→ **EXERCISE BRIEF**
Extract each line of the data below that contains the word "roof".

→ **SUPPLIED INFORMATION**
^^^^^^^^^^^^^^^^

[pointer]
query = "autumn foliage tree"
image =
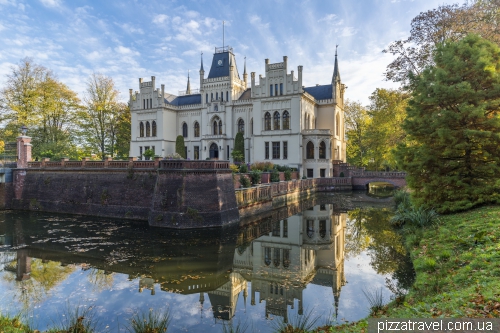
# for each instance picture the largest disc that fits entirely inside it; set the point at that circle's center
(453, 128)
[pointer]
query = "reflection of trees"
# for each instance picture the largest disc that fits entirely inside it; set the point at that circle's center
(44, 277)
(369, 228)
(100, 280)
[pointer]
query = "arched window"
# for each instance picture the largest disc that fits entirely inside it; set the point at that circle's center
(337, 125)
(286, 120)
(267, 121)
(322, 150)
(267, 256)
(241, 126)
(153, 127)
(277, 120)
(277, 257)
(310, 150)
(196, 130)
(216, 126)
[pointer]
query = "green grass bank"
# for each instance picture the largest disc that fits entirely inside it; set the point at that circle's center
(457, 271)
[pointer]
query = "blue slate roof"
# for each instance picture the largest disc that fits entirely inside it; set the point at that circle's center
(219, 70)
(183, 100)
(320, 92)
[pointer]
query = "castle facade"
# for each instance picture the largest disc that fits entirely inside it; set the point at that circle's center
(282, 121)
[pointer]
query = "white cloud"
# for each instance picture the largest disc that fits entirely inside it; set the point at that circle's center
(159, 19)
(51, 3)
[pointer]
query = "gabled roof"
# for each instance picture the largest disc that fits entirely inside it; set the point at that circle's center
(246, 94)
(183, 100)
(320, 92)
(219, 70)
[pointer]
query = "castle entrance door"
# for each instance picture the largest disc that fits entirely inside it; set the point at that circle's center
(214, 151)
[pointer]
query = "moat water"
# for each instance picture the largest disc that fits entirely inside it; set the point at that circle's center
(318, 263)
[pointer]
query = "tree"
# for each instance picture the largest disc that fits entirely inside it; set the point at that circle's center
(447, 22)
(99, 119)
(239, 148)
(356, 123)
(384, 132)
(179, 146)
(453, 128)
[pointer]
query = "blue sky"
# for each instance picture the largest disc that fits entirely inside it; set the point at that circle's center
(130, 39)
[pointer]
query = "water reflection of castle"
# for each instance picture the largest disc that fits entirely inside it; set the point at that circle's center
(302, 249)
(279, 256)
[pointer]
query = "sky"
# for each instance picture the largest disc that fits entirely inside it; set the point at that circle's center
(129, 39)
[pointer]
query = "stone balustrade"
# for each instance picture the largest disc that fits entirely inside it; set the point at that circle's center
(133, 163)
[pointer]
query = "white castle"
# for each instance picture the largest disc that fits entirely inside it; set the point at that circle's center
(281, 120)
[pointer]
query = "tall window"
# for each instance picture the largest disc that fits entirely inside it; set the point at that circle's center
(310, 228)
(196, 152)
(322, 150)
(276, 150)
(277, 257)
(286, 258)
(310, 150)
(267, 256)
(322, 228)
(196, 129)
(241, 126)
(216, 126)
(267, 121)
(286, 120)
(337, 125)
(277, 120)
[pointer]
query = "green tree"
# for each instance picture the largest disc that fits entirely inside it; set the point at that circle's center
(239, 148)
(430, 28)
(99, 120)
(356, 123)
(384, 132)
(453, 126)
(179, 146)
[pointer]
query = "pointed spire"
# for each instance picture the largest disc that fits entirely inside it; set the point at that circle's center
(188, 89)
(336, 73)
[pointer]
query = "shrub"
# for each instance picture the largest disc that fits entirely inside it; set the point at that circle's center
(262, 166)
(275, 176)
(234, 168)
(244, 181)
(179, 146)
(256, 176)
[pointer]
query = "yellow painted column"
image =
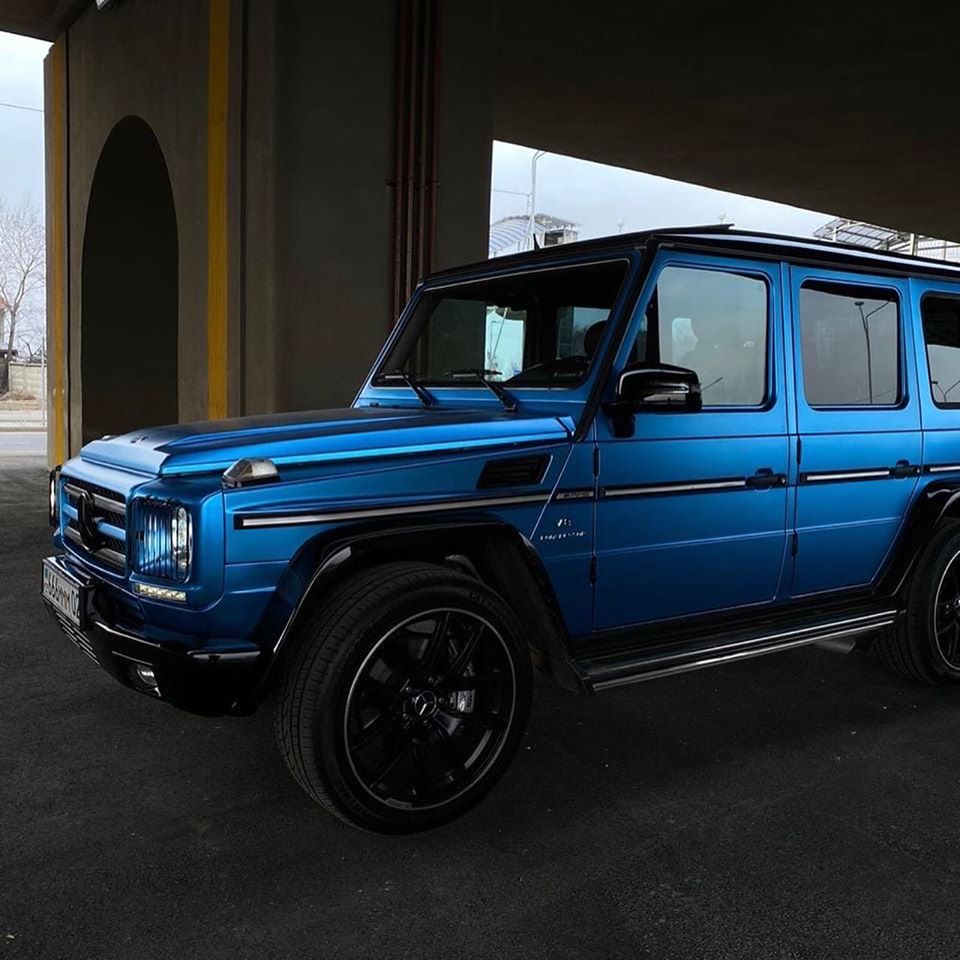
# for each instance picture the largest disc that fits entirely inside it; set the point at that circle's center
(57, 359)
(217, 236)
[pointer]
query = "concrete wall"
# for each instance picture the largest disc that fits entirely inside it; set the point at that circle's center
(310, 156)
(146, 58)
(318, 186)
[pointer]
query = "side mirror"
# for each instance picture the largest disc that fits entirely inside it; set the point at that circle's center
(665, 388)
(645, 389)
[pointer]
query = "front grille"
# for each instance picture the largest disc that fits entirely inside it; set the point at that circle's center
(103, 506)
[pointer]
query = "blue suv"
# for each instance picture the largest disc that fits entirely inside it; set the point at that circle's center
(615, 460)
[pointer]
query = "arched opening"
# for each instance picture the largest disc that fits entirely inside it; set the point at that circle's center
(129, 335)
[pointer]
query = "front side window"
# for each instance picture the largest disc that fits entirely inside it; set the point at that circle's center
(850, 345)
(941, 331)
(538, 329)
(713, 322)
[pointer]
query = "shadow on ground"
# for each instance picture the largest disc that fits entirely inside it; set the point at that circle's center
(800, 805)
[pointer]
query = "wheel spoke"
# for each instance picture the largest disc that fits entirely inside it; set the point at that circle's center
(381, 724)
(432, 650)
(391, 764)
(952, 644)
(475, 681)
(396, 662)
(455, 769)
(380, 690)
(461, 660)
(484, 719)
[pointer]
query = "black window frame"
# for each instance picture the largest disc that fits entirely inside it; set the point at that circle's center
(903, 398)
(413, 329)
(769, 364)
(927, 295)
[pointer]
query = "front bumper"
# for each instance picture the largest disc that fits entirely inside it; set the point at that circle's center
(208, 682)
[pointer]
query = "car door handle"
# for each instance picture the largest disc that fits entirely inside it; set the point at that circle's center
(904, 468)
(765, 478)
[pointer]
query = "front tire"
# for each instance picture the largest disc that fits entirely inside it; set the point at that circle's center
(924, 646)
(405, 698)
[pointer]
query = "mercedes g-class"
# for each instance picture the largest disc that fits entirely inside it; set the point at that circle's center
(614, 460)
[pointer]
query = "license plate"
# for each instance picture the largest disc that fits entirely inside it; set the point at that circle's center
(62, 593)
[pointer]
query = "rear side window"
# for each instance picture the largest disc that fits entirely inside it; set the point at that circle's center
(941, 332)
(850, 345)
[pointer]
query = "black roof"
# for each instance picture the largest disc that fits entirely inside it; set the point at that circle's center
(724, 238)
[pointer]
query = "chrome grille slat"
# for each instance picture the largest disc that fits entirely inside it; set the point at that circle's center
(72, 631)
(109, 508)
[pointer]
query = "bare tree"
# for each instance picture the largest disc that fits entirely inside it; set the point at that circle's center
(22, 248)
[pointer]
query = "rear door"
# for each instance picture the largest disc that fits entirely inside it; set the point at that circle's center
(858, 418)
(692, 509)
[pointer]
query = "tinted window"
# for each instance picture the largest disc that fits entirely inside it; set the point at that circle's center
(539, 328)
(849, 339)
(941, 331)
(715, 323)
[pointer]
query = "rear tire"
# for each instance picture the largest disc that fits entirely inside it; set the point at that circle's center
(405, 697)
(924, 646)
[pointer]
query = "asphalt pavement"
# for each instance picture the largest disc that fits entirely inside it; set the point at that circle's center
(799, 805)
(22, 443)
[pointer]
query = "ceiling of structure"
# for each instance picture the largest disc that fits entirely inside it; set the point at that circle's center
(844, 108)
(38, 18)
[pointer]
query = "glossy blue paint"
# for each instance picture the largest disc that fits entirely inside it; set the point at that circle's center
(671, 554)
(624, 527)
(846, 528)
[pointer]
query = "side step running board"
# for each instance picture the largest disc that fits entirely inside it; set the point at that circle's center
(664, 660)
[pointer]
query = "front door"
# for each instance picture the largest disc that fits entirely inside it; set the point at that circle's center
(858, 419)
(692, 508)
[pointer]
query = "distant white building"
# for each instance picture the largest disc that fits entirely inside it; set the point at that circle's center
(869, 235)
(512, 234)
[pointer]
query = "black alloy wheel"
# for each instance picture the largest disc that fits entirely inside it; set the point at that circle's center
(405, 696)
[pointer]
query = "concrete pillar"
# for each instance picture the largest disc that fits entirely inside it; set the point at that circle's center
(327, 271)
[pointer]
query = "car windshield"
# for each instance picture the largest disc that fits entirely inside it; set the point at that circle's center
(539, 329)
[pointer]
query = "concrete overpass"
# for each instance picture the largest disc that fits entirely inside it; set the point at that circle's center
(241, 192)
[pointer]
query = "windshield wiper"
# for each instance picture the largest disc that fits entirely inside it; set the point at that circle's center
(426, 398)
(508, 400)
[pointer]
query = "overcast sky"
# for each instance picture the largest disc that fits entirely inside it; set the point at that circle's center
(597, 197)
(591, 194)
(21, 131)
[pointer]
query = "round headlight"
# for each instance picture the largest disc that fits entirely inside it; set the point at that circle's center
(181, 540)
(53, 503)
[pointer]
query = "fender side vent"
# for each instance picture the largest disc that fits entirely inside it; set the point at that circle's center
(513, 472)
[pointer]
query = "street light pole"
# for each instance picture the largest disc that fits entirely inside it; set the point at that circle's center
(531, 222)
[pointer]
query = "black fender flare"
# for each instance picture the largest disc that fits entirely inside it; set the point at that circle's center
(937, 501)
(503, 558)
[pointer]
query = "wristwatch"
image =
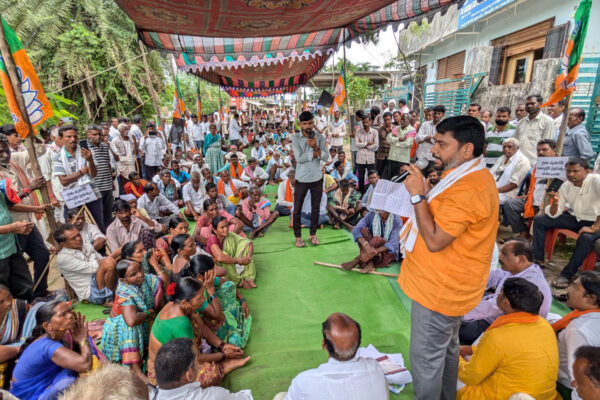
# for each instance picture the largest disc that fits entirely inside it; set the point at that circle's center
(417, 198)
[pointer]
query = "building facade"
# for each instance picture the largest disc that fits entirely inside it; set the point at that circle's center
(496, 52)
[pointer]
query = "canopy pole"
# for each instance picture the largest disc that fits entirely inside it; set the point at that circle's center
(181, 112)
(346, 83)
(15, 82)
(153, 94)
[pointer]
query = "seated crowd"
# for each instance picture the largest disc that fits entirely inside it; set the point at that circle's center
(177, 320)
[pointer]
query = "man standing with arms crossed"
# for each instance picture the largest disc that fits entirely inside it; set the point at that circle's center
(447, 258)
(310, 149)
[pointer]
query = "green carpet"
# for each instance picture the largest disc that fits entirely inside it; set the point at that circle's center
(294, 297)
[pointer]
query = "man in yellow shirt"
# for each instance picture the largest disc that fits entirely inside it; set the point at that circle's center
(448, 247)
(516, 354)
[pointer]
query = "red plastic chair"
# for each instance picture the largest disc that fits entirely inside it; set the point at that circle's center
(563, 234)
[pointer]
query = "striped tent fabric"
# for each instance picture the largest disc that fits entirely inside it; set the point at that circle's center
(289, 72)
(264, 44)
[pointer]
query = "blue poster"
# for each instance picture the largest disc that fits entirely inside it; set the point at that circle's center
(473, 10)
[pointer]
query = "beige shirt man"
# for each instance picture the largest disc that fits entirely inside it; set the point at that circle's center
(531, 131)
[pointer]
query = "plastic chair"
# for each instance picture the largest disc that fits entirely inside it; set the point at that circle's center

^^^^^^^^^^^^^^^^

→ **COMPLETE ANSWER**
query = "blue slate roof"
query = "gabled roof"
query = "black roof"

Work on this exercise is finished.